## Task requirements
Filter the material, keeping only lines with the word "house".

##### Dataset records

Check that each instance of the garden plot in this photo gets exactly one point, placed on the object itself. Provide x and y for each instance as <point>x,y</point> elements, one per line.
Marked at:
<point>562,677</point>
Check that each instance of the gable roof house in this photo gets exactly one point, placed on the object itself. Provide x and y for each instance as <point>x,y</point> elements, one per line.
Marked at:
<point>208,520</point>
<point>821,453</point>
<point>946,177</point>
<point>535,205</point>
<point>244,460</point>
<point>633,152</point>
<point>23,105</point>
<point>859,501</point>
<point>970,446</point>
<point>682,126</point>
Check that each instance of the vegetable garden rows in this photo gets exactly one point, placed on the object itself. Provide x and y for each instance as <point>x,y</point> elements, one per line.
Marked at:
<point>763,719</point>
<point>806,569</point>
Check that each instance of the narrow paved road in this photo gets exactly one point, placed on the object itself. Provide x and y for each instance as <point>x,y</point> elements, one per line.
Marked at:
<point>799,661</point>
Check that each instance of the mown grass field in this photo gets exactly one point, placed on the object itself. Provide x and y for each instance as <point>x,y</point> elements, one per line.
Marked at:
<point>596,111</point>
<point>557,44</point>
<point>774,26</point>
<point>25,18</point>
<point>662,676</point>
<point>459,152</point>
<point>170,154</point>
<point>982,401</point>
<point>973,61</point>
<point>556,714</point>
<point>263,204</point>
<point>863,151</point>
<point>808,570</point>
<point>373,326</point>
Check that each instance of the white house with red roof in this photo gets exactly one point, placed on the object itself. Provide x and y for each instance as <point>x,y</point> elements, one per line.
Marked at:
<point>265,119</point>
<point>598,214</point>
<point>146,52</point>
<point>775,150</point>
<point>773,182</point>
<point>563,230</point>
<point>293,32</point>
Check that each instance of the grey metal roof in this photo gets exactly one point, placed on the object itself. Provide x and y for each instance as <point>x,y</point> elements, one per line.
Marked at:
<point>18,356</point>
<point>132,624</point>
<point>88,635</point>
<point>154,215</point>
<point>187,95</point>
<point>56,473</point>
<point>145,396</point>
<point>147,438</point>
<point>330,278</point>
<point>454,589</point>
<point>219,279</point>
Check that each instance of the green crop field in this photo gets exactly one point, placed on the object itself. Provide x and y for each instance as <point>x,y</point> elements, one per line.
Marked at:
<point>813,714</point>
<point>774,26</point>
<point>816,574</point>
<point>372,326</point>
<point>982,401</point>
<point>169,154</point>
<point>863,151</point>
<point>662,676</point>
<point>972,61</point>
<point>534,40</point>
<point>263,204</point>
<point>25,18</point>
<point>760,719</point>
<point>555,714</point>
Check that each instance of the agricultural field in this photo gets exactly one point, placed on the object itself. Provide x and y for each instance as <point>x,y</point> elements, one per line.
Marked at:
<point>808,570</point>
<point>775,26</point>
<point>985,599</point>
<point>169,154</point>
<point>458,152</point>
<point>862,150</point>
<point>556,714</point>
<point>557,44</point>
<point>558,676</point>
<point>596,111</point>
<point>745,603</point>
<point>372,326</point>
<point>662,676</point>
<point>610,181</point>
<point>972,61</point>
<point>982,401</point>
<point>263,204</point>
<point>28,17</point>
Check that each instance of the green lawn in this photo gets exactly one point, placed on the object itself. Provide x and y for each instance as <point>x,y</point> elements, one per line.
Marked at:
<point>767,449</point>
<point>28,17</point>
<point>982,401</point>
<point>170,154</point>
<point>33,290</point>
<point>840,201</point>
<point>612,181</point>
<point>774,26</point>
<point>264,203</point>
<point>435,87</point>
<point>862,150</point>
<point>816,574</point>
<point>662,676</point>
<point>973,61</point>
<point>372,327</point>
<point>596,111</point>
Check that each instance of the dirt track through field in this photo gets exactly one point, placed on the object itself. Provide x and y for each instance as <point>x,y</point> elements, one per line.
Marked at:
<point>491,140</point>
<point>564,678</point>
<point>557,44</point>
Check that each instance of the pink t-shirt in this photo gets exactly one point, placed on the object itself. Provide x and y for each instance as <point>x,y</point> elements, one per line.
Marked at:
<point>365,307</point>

##########

## Result for this exercise
Check that each instance of the gable roof house in this photo gets exactly one point, placed on the object itself. Provide x and y for each instance as <point>x,y</point> elements, one per line.
Check that each instance of the white house with red roof in this photo gets exactly one point, placed on the object itself. Provide x and y for each instance as <point>x,y</point> elements, one per line.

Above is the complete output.